Please copy the material from its start up to and including the line with "positive clicks: (236, 13) (235, 13) (231, 8)", changing every "rough mask" to "coarse mask" and leaving everything else as it is. Omit the pictures.

_DATA SUPPLIED_

■ ■ ■

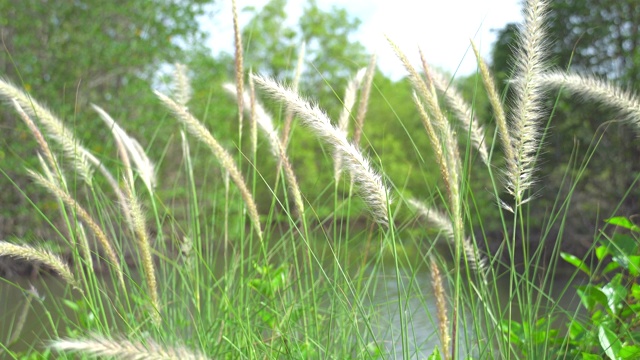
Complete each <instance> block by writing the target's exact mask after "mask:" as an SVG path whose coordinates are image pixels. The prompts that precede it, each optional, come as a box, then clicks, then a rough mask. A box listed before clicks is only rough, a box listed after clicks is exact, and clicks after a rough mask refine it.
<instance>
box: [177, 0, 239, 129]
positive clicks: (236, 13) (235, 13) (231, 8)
mask: <svg viewBox="0 0 640 360" xmlns="http://www.w3.org/2000/svg"><path fill="white" fill-rule="evenodd" d="M231 11H232V12H233V33H234V35H235V38H234V45H235V48H236V52H235V65H236V84H238V90H237V92H236V96H237V101H238V122H239V124H240V125H239V127H240V128H239V132H240V133H241V134H242V114H243V110H242V109H243V108H244V104H243V102H244V97H243V96H242V94H244V64H243V60H244V59H243V55H242V34H241V32H240V25H239V24H238V7H237V4H236V0H231ZM181 105H183V104H181Z"/></svg>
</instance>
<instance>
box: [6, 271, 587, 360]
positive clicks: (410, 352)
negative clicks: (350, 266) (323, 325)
mask: <svg viewBox="0 0 640 360" xmlns="http://www.w3.org/2000/svg"><path fill="white" fill-rule="evenodd" d="M365 271H367V274H366V276H367V277H373V283H375V284H376V285H375V286H373V287H372V288H371V290H370V291H369V294H368V296H367V297H366V299H365V300H364V302H363V303H364V306H365V307H369V308H370V310H371V312H372V313H373V314H375V315H374V317H373V318H371V319H370V321H371V332H372V334H370V335H371V337H373V338H375V339H377V341H378V344H379V345H381V346H382V347H383V348H384V351H385V352H386V353H387V354H388V355H389V356H390V357H391V358H402V357H403V345H402V341H401V339H402V332H403V331H402V330H403V326H404V329H405V331H406V336H407V337H408V339H409V341H408V349H407V350H408V353H409V356H410V358H427V357H428V356H429V355H430V354H431V353H432V351H433V349H434V348H435V347H436V346H439V344H440V341H439V337H438V332H437V322H438V320H437V309H436V303H435V299H434V295H433V290H432V284H431V275H430V273H429V271H428V268H427V267H426V266H419V267H417V269H415V270H401V272H402V273H401V274H400V276H399V278H400V282H398V281H397V277H396V273H395V270H394V269H393V268H392V267H391V266H387V267H384V266H383V267H380V268H376V269H375V270H374V269H371V268H368V269H366V270H365ZM498 281H499V282H500V283H499V284H497V286H496V288H498V289H502V290H505V291H503V292H501V293H498V294H496V297H497V300H498V299H499V300H500V301H501V303H503V304H506V303H507V302H508V301H509V294H508V293H507V291H506V290H507V289H508V287H509V284H508V277H507V276H504V277H503V278H502V279H499V280H498ZM569 281H570V278H569V277H568V276H564V275H559V276H557V277H556V279H555V280H554V281H553V282H552V283H551V284H550V287H551V290H550V293H551V295H552V298H554V299H555V300H557V302H558V304H559V305H560V306H561V307H563V308H565V309H567V310H569V311H573V310H574V309H576V308H577V305H578V303H579V301H578V299H577V296H576V294H575V290H573V286H569V287H568V286H567V285H568V282H569ZM574 283H575V281H574ZM18 285H19V286H16V285H15V284H11V283H9V282H7V281H6V280H0V325H1V326H0V340H1V341H2V342H3V343H5V344H6V343H8V341H9V339H11V336H12V334H14V333H15V331H16V328H17V327H18V326H20V325H19V323H21V322H23V323H24V325H23V328H22V329H21V335H20V338H19V339H18V340H17V342H16V343H14V344H13V345H11V349H12V350H16V351H20V350H26V349H28V348H29V347H31V346H34V345H32V344H35V346H37V347H41V346H42V339H51V338H55V337H58V336H64V335H65V334H66V333H67V329H64V328H58V326H59V323H60V322H59V321H58V319H57V317H59V316H60V314H61V313H64V314H65V315H66V316H69V317H71V318H73V316H75V314H73V312H72V311H71V310H70V309H68V308H64V306H63V309H57V308H55V307H60V306H61V303H60V302H59V301H54V300H55V299H56V298H66V299H69V298H72V295H71V294H69V293H68V291H69V290H68V289H67V290H65V287H64V286H63V285H62V284H61V283H60V282H59V281H58V280H57V279H55V278H52V277H46V276H45V277H43V278H40V279H36V280H33V281H27V280H21V281H19V282H18ZM567 288H569V290H568V291H565V289H567ZM24 289H31V290H24ZM512 300H513V299H512ZM401 314H402V317H403V318H404V322H403V321H401V318H402V317H401V316H400V315H401ZM449 315H451V312H449ZM514 317H515V320H518V319H517V317H518V315H517V314H516V315H514ZM466 318H467V319H469V318H470V317H466ZM21 319H22V320H23V321H22V320H21ZM559 321H562V320H559ZM464 335H465V334H460V336H461V337H463V336H464ZM467 335H468V334H467ZM1 357H2V356H1V355H0V358H1Z"/></svg>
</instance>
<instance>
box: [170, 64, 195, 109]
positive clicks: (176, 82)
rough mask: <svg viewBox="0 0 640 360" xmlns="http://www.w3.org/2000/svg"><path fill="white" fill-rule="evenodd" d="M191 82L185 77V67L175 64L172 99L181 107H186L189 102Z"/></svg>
mask: <svg viewBox="0 0 640 360" xmlns="http://www.w3.org/2000/svg"><path fill="white" fill-rule="evenodd" d="M191 92H192V90H191V82H190V81H189V76H188V75H187V67H186V65H184V64H180V63H176V64H175V65H174V71H173V94H174V95H173V97H174V99H176V102H177V103H178V104H180V105H182V106H187V104H188V103H189V100H191Z"/></svg>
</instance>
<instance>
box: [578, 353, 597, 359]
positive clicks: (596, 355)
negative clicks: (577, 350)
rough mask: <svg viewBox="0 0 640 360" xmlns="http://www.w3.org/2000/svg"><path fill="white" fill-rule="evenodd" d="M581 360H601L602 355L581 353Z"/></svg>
mask: <svg viewBox="0 0 640 360" xmlns="http://www.w3.org/2000/svg"><path fill="white" fill-rule="evenodd" d="M582 360H602V356H600V355H596V354H589V353H582Z"/></svg>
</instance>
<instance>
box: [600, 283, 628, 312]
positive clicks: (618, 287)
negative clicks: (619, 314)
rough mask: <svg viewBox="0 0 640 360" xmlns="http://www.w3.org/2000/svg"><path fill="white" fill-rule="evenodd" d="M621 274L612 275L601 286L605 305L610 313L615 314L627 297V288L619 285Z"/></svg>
mask: <svg viewBox="0 0 640 360" xmlns="http://www.w3.org/2000/svg"><path fill="white" fill-rule="evenodd" d="M621 282H622V275H621V274H618V275H616V276H614V278H613V279H611V281H610V282H609V283H608V284H606V285H605V286H603V287H602V293H603V294H604V295H605V296H606V297H607V306H608V307H609V310H611V313H612V314H616V313H617V312H618V309H619V308H620V306H621V305H622V304H623V303H624V301H625V299H626V297H627V288H625V287H624V286H623V285H621Z"/></svg>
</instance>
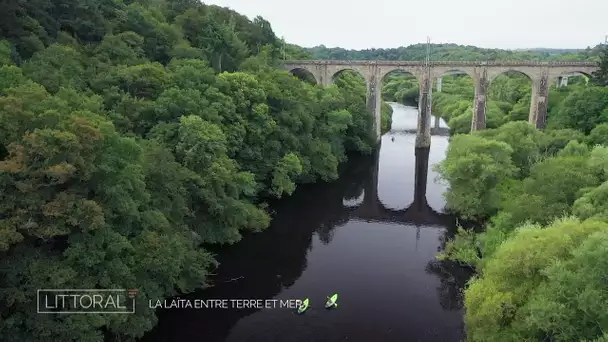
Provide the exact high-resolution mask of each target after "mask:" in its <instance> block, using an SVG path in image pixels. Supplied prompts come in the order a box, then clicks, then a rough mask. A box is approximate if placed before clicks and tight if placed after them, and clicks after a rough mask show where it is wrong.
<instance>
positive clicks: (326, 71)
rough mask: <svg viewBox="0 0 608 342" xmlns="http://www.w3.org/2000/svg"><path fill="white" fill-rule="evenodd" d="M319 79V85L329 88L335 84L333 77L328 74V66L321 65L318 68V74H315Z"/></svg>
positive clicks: (319, 65)
mask: <svg viewBox="0 0 608 342" xmlns="http://www.w3.org/2000/svg"><path fill="white" fill-rule="evenodd" d="M314 75H315V78H316V79H317V84H319V85H321V86H323V87H327V86H329V85H331V84H332V83H333V80H332V79H331V75H329V73H328V72H327V64H321V65H317V66H316V73H315V74H314Z"/></svg>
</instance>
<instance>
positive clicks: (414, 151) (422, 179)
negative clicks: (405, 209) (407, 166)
mask: <svg viewBox="0 0 608 342" xmlns="http://www.w3.org/2000/svg"><path fill="white" fill-rule="evenodd" d="M429 152H430V149H429V148H416V149H415V151H414V155H415V156H416V169H415V173H414V203H412V208H414V209H415V210H416V212H421V211H422V210H423V209H425V208H426V207H427V206H428V203H427V200H426V183H427V182H428V177H429Z"/></svg>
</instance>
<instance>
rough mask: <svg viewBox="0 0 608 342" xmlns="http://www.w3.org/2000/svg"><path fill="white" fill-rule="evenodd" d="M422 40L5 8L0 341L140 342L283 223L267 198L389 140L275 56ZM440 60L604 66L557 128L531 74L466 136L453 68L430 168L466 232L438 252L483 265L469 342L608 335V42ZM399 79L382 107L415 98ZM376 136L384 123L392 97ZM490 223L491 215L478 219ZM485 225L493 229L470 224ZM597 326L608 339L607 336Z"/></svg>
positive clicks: (350, 104) (152, 4)
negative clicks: (287, 71) (275, 223)
mask: <svg viewBox="0 0 608 342" xmlns="http://www.w3.org/2000/svg"><path fill="white" fill-rule="evenodd" d="M425 53H426V46H424V45H422V44H418V45H413V46H410V47H401V48H396V49H376V50H365V51H349V50H344V49H339V48H335V49H327V48H325V47H322V46H321V47H316V48H312V49H302V48H300V47H298V46H295V45H292V44H286V43H285V42H283V41H281V40H280V39H278V38H277V37H276V35H275V34H274V32H273V30H272V27H271V25H270V23H269V22H268V21H266V20H264V19H263V18H261V17H256V18H253V19H252V20H250V19H248V18H246V17H244V16H242V15H240V14H238V13H235V12H234V11H231V10H229V9H226V8H221V7H217V6H208V5H204V4H201V3H199V2H198V1H196V0H173V1H170V0H156V1H148V0H136V1H134V0H91V1H78V0H57V1H49V0H33V1H17V0H8V1H5V2H4V3H3V4H2V11H0V336H2V340H3V341H15V342H23V341H57V342H65V341H90V342H95V341H97V342H99V341H104V340H114V341H129V340H135V339H137V338H138V337H141V336H142V335H143V334H144V333H145V332H146V331H149V330H150V329H151V328H152V327H153V326H154V325H155V324H156V320H157V319H156V316H155V313H154V311H153V310H151V309H147V308H148V299H154V300H156V299H158V298H165V297H170V296H174V295H176V294H179V293H185V292H189V291H192V290H194V289H197V288H203V287H206V286H211V285H212V284H210V282H209V274H210V273H211V270H212V269H213V267H215V266H216V264H217V263H216V260H215V259H214V256H213V255H212V254H211V253H209V252H208V251H206V250H205V249H204V248H201V245H204V244H205V245H207V244H231V243H235V242H237V241H239V240H240V239H241V238H242V233H243V232H245V231H261V230H263V229H265V228H266V227H267V226H268V225H269V222H270V220H271V214H270V212H269V210H268V208H267V204H266V203H267V202H268V201H269V200H271V199H276V198H281V197H283V196H288V195H290V194H291V193H293V191H294V190H295V188H296V186H297V184H302V183H311V182H316V181H331V180H334V179H336V178H337V177H338V166H339V165H340V163H342V162H344V161H345V160H346V159H347V157H348V156H349V155H350V154H357V153H359V154H368V153H371V152H372V150H373V149H374V148H376V140H375V137H374V136H373V135H372V132H373V130H372V124H373V123H372V117H371V116H370V115H369V114H368V113H366V106H365V84H364V82H363V80H362V79H360V78H359V77H358V75H356V74H354V73H349V72H343V73H341V74H340V75H339V76H337V78H336V79H335V81H334V83H335V84H334V85H332V86H329V87H326V88H321V87H318V86H316V85H313V84H310V83H308V82H304V81H302V80H300V79H298V78H296V77H294V76H293V75H291V74H289V73H288V72H286V71H283V70H281V69H280V68H278V65H279V63H280V59H282V58H286V59H307V58H331V59H401V60H422V59H423V58H424V55H425ZM432 58H433V59H444V60H492V59H542V60H587V59H589V60H598V61H600V63H601V65H602V69H601V70H602V72H601V73H598V75H596V77H595V78H594V79H593V80H590V81H589V84H587V83H588V80H587V79H585V78H582V77H581V78H578V79H572V80H571V81H570V84H569V85H568V86H567V87H561V88H552V89H551V94H550V101H551V102H550V103H549V105H550V108H549V128H548V129H547V130H545V131H538V130H536V129H534V128H533V127H532V126H530V125H529V124H527V123H526V122H522V120H523V121H525V120H526V119H527V115H528V111H529V102H530V92H531V91H530V81H529V80H528V79H527V78H525V76H522V75H511V74H508V75H504V76H501V77H499V78H497V79H496V80H494V81H493V82H492V85H491V88H490V101H488V110H487V115H488V127H489V129H488V130H485V131H480V132H475V133H474V134H462V133H469V130H470V121H471V106H472V97H473V85H472V82H471V80H470V78H468V77H466V76H461V75H455V76H449V77H445V78H444V83H443V89H442V92H440V93H436V94H434V95H433V111H434V112H435V113H439V114H440V115H441V116H442V117H444V118H445V119H446V120H447V121H448V122H449V125H450V126H452V131H453V134H454V136H453V138H452V142H451V144H450V147H449V150H448V153H447V157H446V159H445V161H444V162H442V163H441V164H440V165H438V166H437V167H438V170H439V172H440V174H441V175H442V177H443V178H444V179H445V180H446V181H448V182H449V183H450V190H449V192H448V193H447V194H446V199H447V206H448V208H449V209H450V210H452V211H453V212H456V213H458V214H459V215H461V216H462V217H464V218H469V219H473V220H475V221H476V222H479V224H478V226H482V227H483V229H481V231H482V232H475V230H465V229H464V228H462V229H461V230H460V232H459V234H458V235H457V237H456V238H455V240H453V241H452V242H450V243H449V244H448V246H447V248H446V251H445V253H444V254H442V256H441V257H442V258H444V259H451V260H455V261H458V262H460V263H462V264H463V265H466V266H468V267H473V268H475V269H476V271H477V276H476V277H475V278H474V279H473V280H472V281H471V284H470V287H469V288H468V289H467V290H466V292H465V304H466V308H467V313H466V316H465V321H466V324H467V334H468V338H469V339H470V340H471V341H484V342H485V341H505V340H507V341H512V340H518V341H519V340H522V341H523V340H551V341H580V340H585V339H587V340H593V339H597V340H595V341H596V342H599V341H604V342H605V341H606V340H608V336H604V340H602V339H601V336H602V335H603V334H605V333H606V332H607V331H608V314H607V311H606V310H605V308H606V307H608V293H607V292H606V288H608V283H607V279H608V274H606V270H607V269H608V264H607V260H608V255H607V254H608V223H607V220H608V219H607V218H608V212H607V211H608V206H607V203H608V202H606V198H607V195H606V193H604V191H607V190H606V189H608V186H607V185H606V182H607V181H608V147H606V146H608V88H607V87H605V85H606V83H607V81H608V78H607V77H606V72H607V71H608V55H607V52H606V51H605V50H603V49H602V48H601V47H596V48H593V49H591V48H589V49H586V50H581V51H570V52H567V53H562V54H560V53H557V52H555V51H506V50H491V49H481V48H476V47H463V46H457V45H452V44H445V45H434V46H433V49H432ZM417 94H418V89H417V84H416V82H413V79H412V78H411V77H408V75H403V74H390V75H388V76H387V79H386V80H385V83H384V88H383V95H384V99H385V100H388V101H398V102H408V101H414V102H415V101H416V98H417ZM382 126H383V127H382V131H383V132H385V131H387V130H388V129H389V128H390V108H389V107H388V106H387V105H386V104H384V105H383V121H382ZM477 228H479V227H477ZM477 231H480V230H477ZM40 288H137V289H138V290H139V292H138V295H137V301H138V305H137V307H138V310H137V313H136V314H135V315H67V316H61V315H38V314H36V311H35V309H34V308H35V302H36V289H40ZM598 338H599V339H598Z"/></svg>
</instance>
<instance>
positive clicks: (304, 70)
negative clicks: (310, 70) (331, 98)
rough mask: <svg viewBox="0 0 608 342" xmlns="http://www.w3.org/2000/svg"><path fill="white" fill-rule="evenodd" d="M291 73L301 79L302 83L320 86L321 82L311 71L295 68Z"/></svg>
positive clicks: (300, 68)
mask: <svg viewBox="0 0 608 342" xmlns="http://www.w3.org/2000/svg"><path fill="white" fill-rule="evenodd" d="M289 72H290V73H291V74H292V75H293V76H295V77H297V78H299V79H300V80H302V81H305V82H308V83H311V84H318V83H319V80H318V79H317V77H316V76H315V74H314V73H313V72H311V71H310V70H308V69H307V68H302V67H299V68H293V69H291V70H289Z"/></svg>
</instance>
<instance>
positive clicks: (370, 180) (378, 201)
mask: <svg viewBox="0 0 608 342" xmlns="http://www.w3.org/2000/svg"><path fill="white" fill-rule="evenodd" d="M379 151H380V149H377V150H376V151H374V153H373V154H372V158H374V162H373V163H372V165H370V167H371V170H370V171H371V172H370V175H369V177H368V178H367V181H366V182H365V185H364V188H363V189H364V195H363V203H362V207H363V208H364V210H365V212H366V213H368V214H369V215H377V214H378V208H379V200H378V170H379V169H380V152H379Z"/></svg>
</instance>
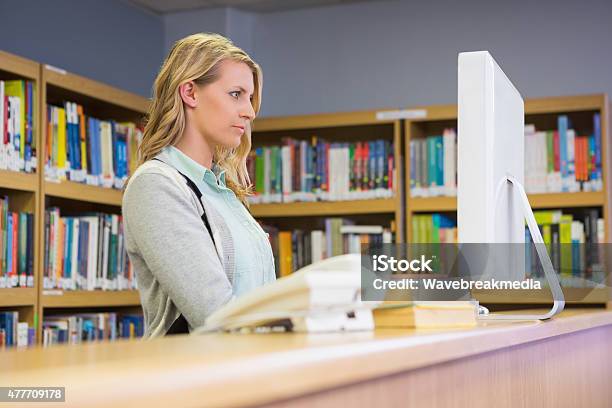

■ ■ ■

_EXERCISE RESPONSE_
Complete each <instance> block by writing the target's exact mask after "mask:" as an SVG path whose coordinates are image pixels. The prompts that precede it, each optional, come as a box, then clicks, then a coarse mask. A box listed before clicks is only rough, a box listed after clicks is exact, and clicks after a coarse mask refine it.
<instance>
box: [177, 0, 239, 129]
positive clicks: (236, 13) (235, 13) (231, 8)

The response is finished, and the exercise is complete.